• [WORK TO COMPLETE]: Only the lines from the one with "Target: pot handle" through the end of the data below belong in the answer, restated word for word, pictures excluded.

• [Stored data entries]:
════════
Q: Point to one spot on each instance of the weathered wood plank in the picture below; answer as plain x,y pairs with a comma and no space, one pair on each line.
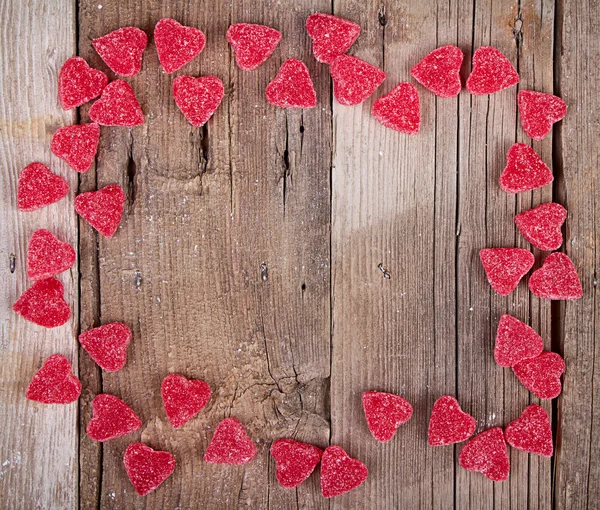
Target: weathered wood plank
38,444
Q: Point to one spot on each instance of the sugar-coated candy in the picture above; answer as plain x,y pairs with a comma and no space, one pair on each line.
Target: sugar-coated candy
385,412
531,432
47,255
107,345
44,304
102,209
556,279
515,342
147,468
340,473
176,44
354,80
39,187
292,87
111,418
77,145
295,461
252,44
332,36
541,375
505,267
399,110
448,423
230,444
122,50
183,398
541,226
538,111
54,382
117,106
78,83
440,71
524,170
486,453
492,72
198,98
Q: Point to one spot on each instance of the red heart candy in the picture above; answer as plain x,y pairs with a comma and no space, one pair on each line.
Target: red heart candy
122,50
400,109
505,267
78,83
176,44
147,468
539,111
77,145
44,304
440,71
541,225
515,342
39,187
385,412
292,87
54,383
295,461
524,170
111,418
492,72
118,106
541,375
252,44
107,345
102,209
340,473
449,424
556,279
486,453
47,255
354,80
183,398
531,432
198,98
230,444
332,36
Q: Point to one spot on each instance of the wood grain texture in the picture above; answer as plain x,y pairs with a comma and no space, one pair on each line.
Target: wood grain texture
38,452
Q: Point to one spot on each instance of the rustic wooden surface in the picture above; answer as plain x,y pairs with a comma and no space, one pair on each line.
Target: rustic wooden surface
320,198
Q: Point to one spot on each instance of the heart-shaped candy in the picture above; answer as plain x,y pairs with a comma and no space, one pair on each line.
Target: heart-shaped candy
102,209
449,424
541,375
78,83
147,468
252,44
515,342
176,44
107,345
440,71
54,383
486,453
385,412
531,432
340,473
183,398
39,187
230,444
538,111
44,304
556,279
111,418
295,461
122,50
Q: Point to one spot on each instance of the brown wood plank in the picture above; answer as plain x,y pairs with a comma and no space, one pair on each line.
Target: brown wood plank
38,444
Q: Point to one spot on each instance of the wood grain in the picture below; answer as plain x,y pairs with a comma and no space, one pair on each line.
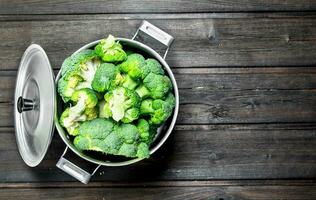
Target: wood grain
195,152
147,6
209,193
201,40
234,95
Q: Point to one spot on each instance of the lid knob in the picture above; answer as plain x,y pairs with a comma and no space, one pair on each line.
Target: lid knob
25,104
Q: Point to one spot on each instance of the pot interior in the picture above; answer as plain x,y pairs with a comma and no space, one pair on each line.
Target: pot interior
110,160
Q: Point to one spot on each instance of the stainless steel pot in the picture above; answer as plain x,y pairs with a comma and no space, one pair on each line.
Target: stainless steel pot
163,132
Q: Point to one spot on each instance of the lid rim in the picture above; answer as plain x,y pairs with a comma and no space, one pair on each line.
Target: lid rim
24,66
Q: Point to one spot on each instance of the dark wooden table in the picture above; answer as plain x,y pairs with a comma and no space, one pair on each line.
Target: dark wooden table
247,79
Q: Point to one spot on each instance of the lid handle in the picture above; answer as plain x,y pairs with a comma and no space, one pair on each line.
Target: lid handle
25,104
156,33
73,170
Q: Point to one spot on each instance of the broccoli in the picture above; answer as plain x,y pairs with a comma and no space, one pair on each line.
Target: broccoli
77,73
133,65
105,136
155,86
84,64
157,109
130,115
142,150
153,66
71,121
84,98
118,101
128,82
96,129
102,114
83,110
91,113
110,50
67,86
147,132
107,76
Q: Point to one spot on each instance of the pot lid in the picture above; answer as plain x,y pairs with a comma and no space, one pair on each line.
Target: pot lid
34,105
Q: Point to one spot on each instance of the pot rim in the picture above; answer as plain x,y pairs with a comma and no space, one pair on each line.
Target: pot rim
141,46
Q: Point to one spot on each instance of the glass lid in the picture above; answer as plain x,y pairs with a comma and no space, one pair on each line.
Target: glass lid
34,105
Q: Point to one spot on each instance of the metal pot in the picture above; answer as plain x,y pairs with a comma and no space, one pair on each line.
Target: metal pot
36,105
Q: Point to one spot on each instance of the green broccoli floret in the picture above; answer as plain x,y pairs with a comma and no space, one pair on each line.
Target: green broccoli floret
106,77
130,115
153,66
105,136
77,72
147,132
155,86
143,151
128,82
70,121
67,86
118,101
110,50
170,99
84,109
157,109
84,64
133,65
84,98
96,129
91,113
128,133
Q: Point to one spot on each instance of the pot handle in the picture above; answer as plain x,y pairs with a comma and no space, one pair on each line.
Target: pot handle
155,33
73,170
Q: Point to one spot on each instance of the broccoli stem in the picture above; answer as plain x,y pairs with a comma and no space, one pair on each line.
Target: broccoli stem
142,91
129,83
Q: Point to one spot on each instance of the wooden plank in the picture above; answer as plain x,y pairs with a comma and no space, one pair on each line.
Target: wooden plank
233,95
208,41
165,183
213,193
195,152
159,6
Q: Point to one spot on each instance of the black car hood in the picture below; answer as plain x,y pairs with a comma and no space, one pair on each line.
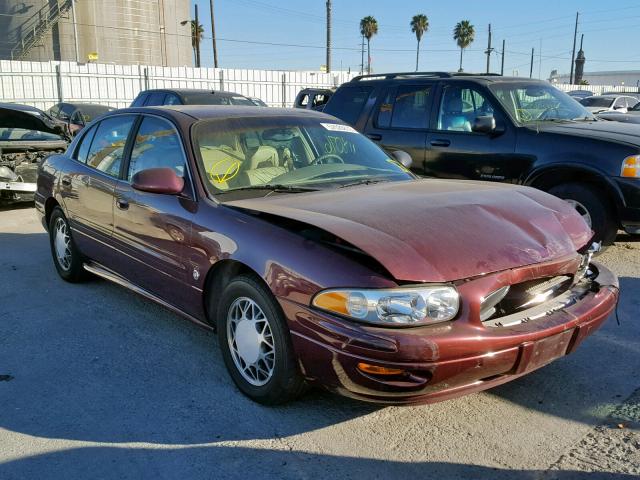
════════
• [THE COMPLETED TASK]:
Target: pot handle
155,33
73,170
Q: Point to one spot on each instance of the broccoli stem in the picture above; answer as plain x,y pairs with a comma and no space, one pair on each line.
Target: broccoli stem
142,91
129,83
Q: Point to one spot on each instance of the wooden plank in the picture above; answer as plain x,y pairs with a comma and no space, one pair on each line.
Target: wooden plank
233,95
208,41
165,183
213,193
195,152
159,6
Q: Point to one spot on each instance of the black car hood in the picture below; answer as plain x,y pairs with a comma and no space, one pair on each line.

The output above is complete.